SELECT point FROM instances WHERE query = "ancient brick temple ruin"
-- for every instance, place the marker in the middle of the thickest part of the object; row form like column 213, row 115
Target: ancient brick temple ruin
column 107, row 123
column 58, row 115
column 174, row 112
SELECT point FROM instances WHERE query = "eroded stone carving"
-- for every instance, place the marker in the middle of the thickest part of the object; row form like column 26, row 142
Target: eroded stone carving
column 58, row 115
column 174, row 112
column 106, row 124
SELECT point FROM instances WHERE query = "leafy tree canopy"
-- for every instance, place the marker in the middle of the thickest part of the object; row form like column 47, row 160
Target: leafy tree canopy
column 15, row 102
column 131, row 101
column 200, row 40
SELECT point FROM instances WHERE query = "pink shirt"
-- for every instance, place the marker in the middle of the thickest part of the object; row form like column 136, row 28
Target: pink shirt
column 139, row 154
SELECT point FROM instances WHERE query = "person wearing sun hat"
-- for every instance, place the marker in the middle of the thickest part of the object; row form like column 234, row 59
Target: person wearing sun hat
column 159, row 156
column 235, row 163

● ● ● ● ● ● ●

In the records above, swap "marker" for "pin" wherever it appears and write the records out again with nothing else changed.

Written answer
SELECT point FROM instances WHERE query = "ancient brick temple ruin"
-- for every instance, place the pin in the middle of the thickest part of the object; row form like column 213, row 115
Target: ancient brick temple ruin
column 107, row 123
column 58, row 115
column 174, row 112
SELECT point FROM instances WHERE query = "eroded stone carving"
-- for every instance, place the pin in the middle of the thickest part of the object; row form like column 26, row 142
Target: eroded stone carving
column 58, row 115
column 174, row 112
column 106, row 124
SELECT point FROM instances WHERE query = "leafy tree canopy"
-- for every instance, place the pin in the middle of the thickest part of the object; row form like column 47, row 160
Target: leafy tree canopy
column 15, row 102
column 131, row 101
column 200, row 40
SELECT point FROM instances WHERE query = "pink shirt"
-- for every instance, place the pin in the middle of the thickest part of the object; row form like column 136, row 28
Target: pink shirt
column 139, row 154
SELECT point FROM instances WHERE query = "person wearing sun hat"
-- for every instance, place the pin in the middle of the thickest part of the object; row form like column 234, row 59
Target: person wearing sun hat
column 159, row 156
column 235, row 163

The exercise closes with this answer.